### Reading text
I have multiple columns of addresses, where they may contain duplicated information (but generally will not have exactly duplicated information).
The following code will provide an example of my issue,
id= c(1, 2)
add1 = c("21ST AVE", "5TH ST")
add2 = c("21ST AVE BLAH ST", "EAST BLAH BLVD")
df = data.frame(id, add1, add2)
df$combined = paste(add1, add2)
df
This gives the following result,
id add1 add2 combined
1 1 21ST AVE 21ST AVE BLAH ST 21ST AVE 21ST AVE BLAH ST
2 2 5TH ST EAST BLAH BLVD 5TH ST EAST BLAH BLVD
The conclusion I need is the following,
id add1 add2 combined
1 1 21ST AVE 21ST AVE BLAH ST 21ST AVE BLAH ST
2 2 5TH ST EAST BLAH BLVD 5TH ST EAST BLAH BLVD
I wish to identify if what's in add1
is contained in add2
. If I find that add2
contains the same information that add1
provides, then I either want to avoid combining those particular column values or delete the repeated information in the combined column (which I believe would require solving a different issue of repeated phrases in a string). I have not been able to find an example of finding column values that are 'contained in' rather than 'exact' - and I'm working with over 500K cases in a dataset where this issue is a common occurrence. Any help is appreciated.
We split
the second and third column by one or more space (\\s+
), then paste
the union
of the corresponding rows with mapply
to create the 'combined'
lst <- lapply(df[2:3], function(x) strsplit(as.character(x), "\\s+"))
df$combined <- mapply(function(x,y) paste(union(x, y), collapse=" "), lst$add1, lst$add2)
df$combined
#[1] "21ST AVE BLAH ST" "5TH ST EAST BLAH BLVD"
Or another option is gsub
gsub("((\\w+\\s*){2,})\\1", "\\1", do.call(paste, df[2:3]))
#[1] "21ST AVE BLAH ST" "5TH ST EAST BLAH BLVD"
######
_Goal of the exercise_: Reproduce word for word the part of the address-columns thread above that runs from "The following code" to "data.frame(id, add1, add2)".
### Rows
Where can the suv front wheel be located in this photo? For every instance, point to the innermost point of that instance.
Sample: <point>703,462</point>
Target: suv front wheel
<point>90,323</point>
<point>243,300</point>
######
_Result of this exercise_:
The following code will provide an example of my issue,
id= c(1, 2)
add1 = c("21ST AVE", "5TH ST")
add2 = c("21ST AVE BLAH ST", "EAST BLAH BLVD")
df = data.frame(id, add1, add2)